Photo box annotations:

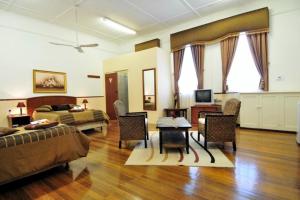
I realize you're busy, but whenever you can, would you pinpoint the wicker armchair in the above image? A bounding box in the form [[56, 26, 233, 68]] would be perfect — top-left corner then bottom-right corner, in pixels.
[[198, 99, 241, 151], [114, 100, 149, 148]]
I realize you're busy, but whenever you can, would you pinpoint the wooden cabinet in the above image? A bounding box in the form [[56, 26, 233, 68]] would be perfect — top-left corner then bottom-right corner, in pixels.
[[191, 104, 222, 125], [164, 108, 187, 119], [240, 92, 300, 131], [7, 115, 30, 128]]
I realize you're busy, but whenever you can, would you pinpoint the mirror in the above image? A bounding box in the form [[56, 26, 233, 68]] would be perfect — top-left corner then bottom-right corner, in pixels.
[[143, 68, 156, 110]]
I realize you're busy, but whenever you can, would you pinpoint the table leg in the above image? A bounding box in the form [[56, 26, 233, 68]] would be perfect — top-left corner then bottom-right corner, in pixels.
[[185, 130, 190, 154], [159, 131, 162, 154]]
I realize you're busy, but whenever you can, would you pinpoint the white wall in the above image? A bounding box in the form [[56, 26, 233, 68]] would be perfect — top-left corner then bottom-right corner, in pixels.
[[0, 11, 118, 99], [118, 0, 300, 92]]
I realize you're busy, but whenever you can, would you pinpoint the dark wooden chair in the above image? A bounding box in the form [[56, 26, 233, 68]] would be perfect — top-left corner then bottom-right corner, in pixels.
[[114, 100, 149, 148], [198, 98, 241, 151]]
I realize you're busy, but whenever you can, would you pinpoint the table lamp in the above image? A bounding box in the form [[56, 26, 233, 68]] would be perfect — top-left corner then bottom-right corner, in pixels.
[[82, 99, 88, 110], [17, 102, 26, 115]]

**Goal**: Copy out the listing lines word for word, starting at the line containing "pinpoint the wooden" and ending at the line containing "115, 30, 128]]", with both of those lines included.

**Worked answer**:
I realize you're busy, but whenever you can, would you pinpoint the wooden cabinet in the above image? A bounding box in the form [[56, 26, 233, 68]] would be perfect — top-left corner then bottom-right corner, in pixels.
[[191, 104, 222, 125], [164, 108, 187, 119], [240, 92, 300, 131], [7, 115, 30, 128]]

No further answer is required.